■ **Exercise description**:
Turn all the records below into a JSON list of strings with one string for each line, leaving out any blank lines.

□ □ □ □ □

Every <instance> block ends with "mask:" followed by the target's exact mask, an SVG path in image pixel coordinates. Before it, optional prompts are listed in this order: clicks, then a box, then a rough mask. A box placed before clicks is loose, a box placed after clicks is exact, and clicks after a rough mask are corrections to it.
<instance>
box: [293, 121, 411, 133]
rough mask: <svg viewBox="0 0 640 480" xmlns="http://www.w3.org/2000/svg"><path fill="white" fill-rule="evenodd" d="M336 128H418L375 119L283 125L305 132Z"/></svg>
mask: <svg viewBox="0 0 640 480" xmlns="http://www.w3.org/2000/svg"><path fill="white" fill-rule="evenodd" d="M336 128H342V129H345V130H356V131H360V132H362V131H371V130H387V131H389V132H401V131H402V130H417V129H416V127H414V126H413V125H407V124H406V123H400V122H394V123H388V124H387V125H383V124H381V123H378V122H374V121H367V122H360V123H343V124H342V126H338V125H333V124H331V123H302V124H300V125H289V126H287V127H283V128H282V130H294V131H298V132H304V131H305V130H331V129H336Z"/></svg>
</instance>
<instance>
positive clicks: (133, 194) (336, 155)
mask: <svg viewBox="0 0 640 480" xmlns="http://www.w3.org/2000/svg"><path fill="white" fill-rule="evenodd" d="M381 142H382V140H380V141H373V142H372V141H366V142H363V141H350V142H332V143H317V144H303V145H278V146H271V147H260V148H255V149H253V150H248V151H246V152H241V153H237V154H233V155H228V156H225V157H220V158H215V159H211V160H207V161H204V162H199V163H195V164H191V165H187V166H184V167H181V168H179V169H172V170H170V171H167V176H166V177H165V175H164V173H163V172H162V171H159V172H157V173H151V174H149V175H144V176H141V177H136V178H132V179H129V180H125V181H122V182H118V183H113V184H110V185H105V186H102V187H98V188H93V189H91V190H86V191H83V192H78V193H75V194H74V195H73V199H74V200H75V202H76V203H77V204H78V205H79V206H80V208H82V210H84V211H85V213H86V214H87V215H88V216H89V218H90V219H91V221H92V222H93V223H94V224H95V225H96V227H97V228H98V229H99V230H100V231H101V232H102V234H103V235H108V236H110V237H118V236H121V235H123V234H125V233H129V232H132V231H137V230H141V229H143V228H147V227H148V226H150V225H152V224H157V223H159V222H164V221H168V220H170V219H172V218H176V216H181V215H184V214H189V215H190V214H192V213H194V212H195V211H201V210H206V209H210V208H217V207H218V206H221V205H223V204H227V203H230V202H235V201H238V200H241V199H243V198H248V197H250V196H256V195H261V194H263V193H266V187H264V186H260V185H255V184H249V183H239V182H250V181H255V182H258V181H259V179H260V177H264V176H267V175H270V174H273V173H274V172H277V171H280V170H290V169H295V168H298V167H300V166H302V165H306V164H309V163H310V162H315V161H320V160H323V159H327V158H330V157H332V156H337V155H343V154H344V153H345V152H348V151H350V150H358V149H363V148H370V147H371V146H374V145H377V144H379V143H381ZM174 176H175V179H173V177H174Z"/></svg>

□ □ □ □ □

■ **Written response**:
[
  "Every <instance> block ends with \"mask:\" followed by the target's exact mask, an SVG path in image pixel coordinates. Before it, optional prompts are listed in this order: clicks, then a box, then a rough mask. A box placed before clicks is loose, a box placed after clicks is exact, and clicks after a rough mask are corrections to it.",
  "<instance>",
  "box: [293, 121, 411, 133]",
  "rough mask: <svg viewBox=\"0 0 640 480\" xmlns=\"http://www.w3.org/2000/svg\"><path fill=\"white\" fill-rule=\"evenodd\" d=\"M336 128H418L375 119L283 125L305 132Z\"/></svg>",
  "mask: <svg viewBox=\"0 0 640 480\" xmlns=\"http://www.w3.org/2000/svg\"><path fill=\"white\" fill-rule=\"evenodd\" d=\"M336 128H342V129H345V130H356V131H360V132H362V131H371V130H387V131H389V132H401V131H402V130H417V129H416V127H414V126H413V125H407V124H406V123H400V122H394V123H388V124H387V125H383V124H381V123H378V122H374V121H367V122H360V123H343V124H342V126H338V125H333V124H331V123H302V124H300V125H289V126H287V127H283V128H282V130H294V131H298V132H304V131H305V130H331V129H336Z\"/></svg>",
  "</instance>",
  "<instance>",
  "positive clicks: (133, 194) (336, 155)",
  "mask: <svg viewBox=\"0 0 640 480\" xmlns=\"http://www.w3.org/2000/svg\"><path fill=\"white\" fill-rule=\"evenodd\" d=\"M381 142H382V140H380V141H373V142H372V141H366V142H363V141H350V142H332V143H317V144H303V145H278V146H271V147H260V148H255V149H253V150H248V151H246V152H241V153H237V154H233V155H228V156H225V157H220V158H215V159H211V160H207V161H204V162H199V163H195V164H191V165H187V166H184V167H181V168H179V169H172V170H170V171H167V176H166V177H165V175H164V173H163V172H162V171H159V172H157V173H151V174H149V175H144V176H141V177H136V178H132V179H129V180H125V181H122V182H118V183H113V184H110V185H105V186H102V187H98V188H93V189H91V190H86V191H83V192H78V193H75V194H74V195H73V199H74V200H75V202H76V203H77V204H78V205H79V206H80V208H82V210H84V211H85V213H86V214H87V215H88V216H89V218H90V219H91V221H92V222H93V223H94V224H95V225H96V227H97V228H98V229H99V230H100V231H101V232H102V234H103V235H108V236H110V237H118V236H121V235H123V234H125V233H129V232H132V231H137V230H141V229H143V228H147V227H148V226H150V225H152V224H157V223H159V222H164V221H168V220H170V219H172V218H176V216H181V215H184V214H189V215H190V214H192V213H194V212H195V211H201V210H206V209H210V208H217V207H218V206H221V205H223V204H227V203H230V202H235V201H238V200H241V199H243V198H248V197H250V196H256V195H261V194H263V193H266V187H264V186H260V185H255V184H249V183H239V182H250V181H255V182H258V181H259V179H260V177H264V176H267V175H270V174H273V173H274V172H277V171H280V170H290V169H295V168H298V167H300V166H302V165H306V164H309V163H310V162H315V161H320V160H323V159H327V158H330V157H332V156H337V155H343V154H344V153H345V152H348V151H350V150H358V149H363V148H370V147H371V146H374V145H377V144H379V143H381ZM174 176H175V179H173V177H174Z\"/></svg>"
]